• **PASSAGE EXTRAIT**

Quelques jours avant idawroulha el moghrof w yorbtou une pièce de monnaie en guise de bonne foi faite aux jnouns sur un coin de foulard qui servait de tekrita,

 cette pièce servira parmi l'argent aux dépenses du Aarboune , les invitées derrière et autour, vêtue de sa tenue faddi et foulard posé sur la tête en guise de voile tombant, on lui aurait mis du henné la veille et préparé la madda à l'avance pour le harkous au lieu culte et la khana que l'on applique sur la joue ou le coin du menton des invitées, accompagnée de khalti Rmeki . 

Commencent alors les incantations, invocations et implorations à Dieu pour commencer, ( le3ded ) par la raissa et aux djins et wleyillah, les implorant de quitter le corps de la malade qui commencent à entrer en transe sous les bruits des bendirs, des chants rythmés impressionnants , puis prise de saccades en quelque sorte et tombe affalée au sol, on lui fait boire le cherbet, boisson des moussabines faite de ma'zhar et sucre ( eau de fleur d'oranger sucrée ), 
elle se réveille libérée des djins, la cérémonie continue bel mdih et toutes les moussabines présentes se libèrent aussi , ibardou jnounhom . Avant la cérémonie du aarboune, l'après midi se déroule fel haz maa sghar , un après midi convivial, hlou w cahwa, chweb mdadlines , dhab , kar w khounar, 

j'ai assisté des années durant fi 3rabenes grand mère hnaifa bent Hmayoud w khédija bent el Oki, Horia Chaker, cousine à maman et Farida Farès née Berzane , petite fille  Zoubaiba Chaker tante à maman, khalti Badiaa bent el matmati et sa maman, ,née Garadelli cousins et cousines germaines de grand père Tahar  Riffi et khalti Rmeki, c'était de grandes moussabines de ma famille paternelle et maternelle, mémé Hnaifa organisait ses aarabenes à la maison et à rjel el hamra, un vécu superbe qui ne se refera plus hélas.....

Touféha


lorsque tout le monde dort, ( tosquot erjel )

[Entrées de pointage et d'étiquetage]
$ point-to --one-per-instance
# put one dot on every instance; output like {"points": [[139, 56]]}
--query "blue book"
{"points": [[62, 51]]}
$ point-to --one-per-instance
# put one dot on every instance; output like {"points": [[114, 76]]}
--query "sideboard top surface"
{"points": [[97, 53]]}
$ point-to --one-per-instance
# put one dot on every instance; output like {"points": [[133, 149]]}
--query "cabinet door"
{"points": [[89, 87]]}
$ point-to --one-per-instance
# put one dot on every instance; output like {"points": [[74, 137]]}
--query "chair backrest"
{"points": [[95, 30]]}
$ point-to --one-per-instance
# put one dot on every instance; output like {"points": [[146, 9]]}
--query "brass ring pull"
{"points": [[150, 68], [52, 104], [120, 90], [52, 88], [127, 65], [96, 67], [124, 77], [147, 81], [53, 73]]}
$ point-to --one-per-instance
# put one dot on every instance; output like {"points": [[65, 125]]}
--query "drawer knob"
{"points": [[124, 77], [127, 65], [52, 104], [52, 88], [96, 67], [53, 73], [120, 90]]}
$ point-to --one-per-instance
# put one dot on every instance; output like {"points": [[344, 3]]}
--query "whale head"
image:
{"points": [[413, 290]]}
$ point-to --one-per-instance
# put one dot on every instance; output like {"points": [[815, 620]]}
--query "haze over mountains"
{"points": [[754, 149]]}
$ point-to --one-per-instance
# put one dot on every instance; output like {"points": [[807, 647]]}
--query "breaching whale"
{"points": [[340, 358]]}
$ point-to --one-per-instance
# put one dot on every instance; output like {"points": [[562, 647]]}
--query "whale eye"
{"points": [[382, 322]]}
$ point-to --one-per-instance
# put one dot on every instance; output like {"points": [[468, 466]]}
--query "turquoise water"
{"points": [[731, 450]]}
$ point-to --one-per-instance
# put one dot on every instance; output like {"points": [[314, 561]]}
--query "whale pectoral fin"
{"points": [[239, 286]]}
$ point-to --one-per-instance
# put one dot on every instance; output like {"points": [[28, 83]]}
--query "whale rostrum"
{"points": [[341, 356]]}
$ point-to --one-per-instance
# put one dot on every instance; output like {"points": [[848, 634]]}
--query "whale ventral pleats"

• **CONSIGNES**
A – D'après le passage sur la cérémonie du Aarboune, de quoi est fait le cherbet qu'on fait boire à la malade ?
B – Rédigez la suite du passage sur la cérémonie du Aarboune, à partir de sa dernière ligne.

• **RÉPONSES AUX CONSIGNES**
A – Le cherbet est fait de ma'zhar et de sucre, c'est-à-dire d'eau de fleur d'oranger sucrée.

B –
Un plateau aura été préparé comportant des petites soucoupes pleines de de bonbons, dragées, benjoin, henné, flacon de parfum, touféha, bougies allumées, 3oud kméri, des roses, jasmins que
Khalti Kmeki ainsi que celles qui désirent accompagner la moussaba chez lalla rhila, pour répandre au large du haut de la falaise la touféha
touféha, offrande faite aux djins habitant la mer et les terres, faites de semoule et de miel dont ils raffolent dit on !
La touféha est répandue au large du haut de la falaise ainsi qu'autour , les lieux sont aspergés de lotion pompeia, on jette les dragées et bonbons à la mer et autour sur les terres ainsi que les fleurs et encens.
 C'est à ce moment que sortent les djins pour savourer la touféha et libèrent la malade !

Puis tout le monde se couche, au petit matin les membres de la famille se lèvent tôt pour préparer le petit déjeuner, les hommes de la famille descendent apporter les beignets ( ftayers ), et le lait,  tout le monde se réveille et prend son petit déjeuner accompagné de gâteaux et de ftayers, puis les hommes commencent à emballer les affaires et par la suite , on prend le chemin du retour satisfaits!
Sur notre chemin on descend saluer ain achir avec de l'encens, cierges, parfum , madda, henné et dragées, on s'arrêtait aussi pour poser des fleurs et des dragées à Ste Vierge sur notre chemin et go à la maison où un gros travail de rangement nous attend.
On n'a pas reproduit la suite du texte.